Segment Open
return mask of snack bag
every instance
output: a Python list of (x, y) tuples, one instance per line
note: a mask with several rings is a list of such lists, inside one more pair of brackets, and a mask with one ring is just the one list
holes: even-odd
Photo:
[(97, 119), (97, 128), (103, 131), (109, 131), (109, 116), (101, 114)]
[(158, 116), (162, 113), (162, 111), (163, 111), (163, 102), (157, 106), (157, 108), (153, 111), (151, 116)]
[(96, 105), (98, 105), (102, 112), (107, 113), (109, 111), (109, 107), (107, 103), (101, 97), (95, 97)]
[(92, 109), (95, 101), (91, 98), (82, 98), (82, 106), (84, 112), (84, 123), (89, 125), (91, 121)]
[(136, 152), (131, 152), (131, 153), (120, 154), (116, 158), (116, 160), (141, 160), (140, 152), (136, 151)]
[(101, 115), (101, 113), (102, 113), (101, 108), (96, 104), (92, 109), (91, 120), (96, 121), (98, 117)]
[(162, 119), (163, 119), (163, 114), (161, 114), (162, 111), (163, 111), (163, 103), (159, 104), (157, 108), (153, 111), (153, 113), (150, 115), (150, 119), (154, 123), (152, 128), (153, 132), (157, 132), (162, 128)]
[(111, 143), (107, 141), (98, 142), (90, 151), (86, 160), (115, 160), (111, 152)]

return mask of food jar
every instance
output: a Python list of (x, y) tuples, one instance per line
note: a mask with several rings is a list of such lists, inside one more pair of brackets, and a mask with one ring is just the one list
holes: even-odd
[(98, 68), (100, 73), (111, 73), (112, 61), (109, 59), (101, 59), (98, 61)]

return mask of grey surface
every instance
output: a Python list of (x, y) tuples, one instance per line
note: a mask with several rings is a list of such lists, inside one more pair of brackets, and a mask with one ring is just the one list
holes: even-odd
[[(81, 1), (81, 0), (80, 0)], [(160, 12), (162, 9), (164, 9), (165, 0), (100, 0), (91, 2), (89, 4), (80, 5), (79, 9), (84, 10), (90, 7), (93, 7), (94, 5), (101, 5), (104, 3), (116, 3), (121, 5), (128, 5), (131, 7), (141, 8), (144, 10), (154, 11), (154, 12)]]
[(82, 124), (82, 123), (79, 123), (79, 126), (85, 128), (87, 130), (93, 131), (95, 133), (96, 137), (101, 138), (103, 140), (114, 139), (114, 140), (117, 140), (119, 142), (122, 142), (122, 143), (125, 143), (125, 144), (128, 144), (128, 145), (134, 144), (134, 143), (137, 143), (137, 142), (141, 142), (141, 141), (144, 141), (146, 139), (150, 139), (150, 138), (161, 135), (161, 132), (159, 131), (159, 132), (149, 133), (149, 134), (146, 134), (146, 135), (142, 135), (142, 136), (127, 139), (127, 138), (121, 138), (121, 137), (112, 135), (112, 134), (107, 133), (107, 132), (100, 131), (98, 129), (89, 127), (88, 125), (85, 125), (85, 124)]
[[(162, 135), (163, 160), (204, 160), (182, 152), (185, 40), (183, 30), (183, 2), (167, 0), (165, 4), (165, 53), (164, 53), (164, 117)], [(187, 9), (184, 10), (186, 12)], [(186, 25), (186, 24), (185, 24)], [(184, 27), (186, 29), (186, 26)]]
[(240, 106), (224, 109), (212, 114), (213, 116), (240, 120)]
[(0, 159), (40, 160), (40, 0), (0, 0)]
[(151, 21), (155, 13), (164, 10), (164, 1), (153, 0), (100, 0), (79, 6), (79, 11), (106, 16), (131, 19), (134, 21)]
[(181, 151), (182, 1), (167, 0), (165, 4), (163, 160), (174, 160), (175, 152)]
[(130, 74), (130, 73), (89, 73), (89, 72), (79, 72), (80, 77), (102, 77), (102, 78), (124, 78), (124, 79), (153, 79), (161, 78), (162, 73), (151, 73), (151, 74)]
Segment Closed
> Goal of the exercise
Exact output of every entry is required.

> Result of the task
return mask of snack bag
every instance
output: a Python list of (x, y) tuples, one instance per line
note: a mask with several rings is a list of such lists, inside one more pair of brackets, and a mask with one ring is just the one list
holes: even-odd
Photo:
[(97, 119), (97, 128), (103, 131), (109, 131), (109, 116), (101, 114)]
[(158, 116), (162, 113), (162, 111), (163, 111), (163, 102), (157, 106), (157, 108), (153, 111), (151, 116)]
[(96, 105), (98, 105), (102, 112), (107, 113), (109, 111), (109, 107), (107, 103), (101, 97), (95, 97)]
[(92, 109), (95, 101), (91, 98), (82, 98), (82, 106), (84, 112), (84, 123), (89, 125), (91, 121)]
[(136, 152), (131, 152), (131, 153), (120, 154), (116, 158), (116, 160), (141, 160), (140, 152), (136, 151)]
[(101, 115), (101, 113), (102, 113), (101, 108), (96, 104), (92, 109), (91, 120), (96, 121), (98, 117)]
[(162, 119), (163, 119), (163, 114), (161, 114), (162, 111), (163, 111), (163, 103), (159, 104), (157, 108), (153, 111), (153, 113), (150, 115), (150, 119), (154, 123), (152, 128), (153, 132), (157, 132), (162, 128)]
[(111, 143), (107, 141), (98, 142), (90, 151), (86, 160), (115, 160), (111, 152)]

return mask of food jar
every instance
output: a Python list of (x, y) tuples, one instance per line
note: a mask with several rings is a list of such lists, inside one more pair of brackets, and a mask with one ring is just the one list
holes: even-odd
[(98, 68), (100, 73), (111, 73), (112, 61), (109, 59), (101, 59), (98, 61)]

return mask of grey surface
every instance
output: a Python list of (x, y) tuples, one instance per line
note: a mask with several rings is a list of such lists, inside one more pair of brackets, and a mask with one ring is just the one list
holes: even-odd
[[(81, 1), (81, 0), (80, 0)], [(160, 12), (162, 9), (164, 9), (165, 0), (100, 0), (91, 2), (89, 4), (80, 5), (79, 9), (84, 10), (90, 7), (93, 7), (94, 5), (101, 5), (104, 3), (116, 3), (121, 5), (128, 5), (131, 7), (141, 8), (144, 10), (154, 11), (154, 12)]]
[(82, 124), (82, 123), (79, 123), (79, 126), (85, 128), (87, 130), (93, 131), (95, 133), (96, 137), (101, 138), (103, 140), (114, 139), (114, 140), (117, 140), (119, 142), (122, 142), (122, 143), (125, 143), (125, 144), (128, 144), (128, 145), (134, 144), (134, 143), (137, 143), (137, 142), (141, 142), (141, 141), (144, 141), (146, 139), (150, 139), (150, 138), (161, 135), (161, 132), (159, 131), (159, 132), (149, 133), (149, 134), (146, 134), (146, 135), (142, 135), (142, 136), (127, 139), (127, 138), (121, 138), (121, 137), (112, 135), (112, 134), (107, 133), (107, 132), (100, 131), (98, 129), (89, 127), (88, 125), (85, 125), (85, 124)]
[[(162, 135), (163, 160), (204, 160), (182, 152), (185, 40), (183, 30), (183, 2), (167, 0), (165, 4), (165, 53), (164, 53), (164, 117)], [(187, 9), (184, 10), (186, 12)], [(186, 25), (186, 24), (185, 24)], [(184, 27), (186, 29), (186, 26)]]
[(240, 106), (224, 109), (212, 114), (213, 116), (240, 120)]
[(0, 159), (40, 160), (40, 0), (0, 0)]
[(151, 21), (155, 13), (164, 10), (164, 1), (153, 0), (100, 0), (79, 6), (79, 11), (106, 16), (131, 19), (134, 21)]
[(181, 151), (182, 1), (167, 0), (165, 4), (163, 160), (174, 160), (175, 152)]
[(130, 74), (130, 73), (89, 73), (89, 72), (79, 72), (80, 77), (102, 77), (102, 78), (124, 78), (124, 79), (153, 79), (161, 78), (162, 73), (151, 73), (151, 74)]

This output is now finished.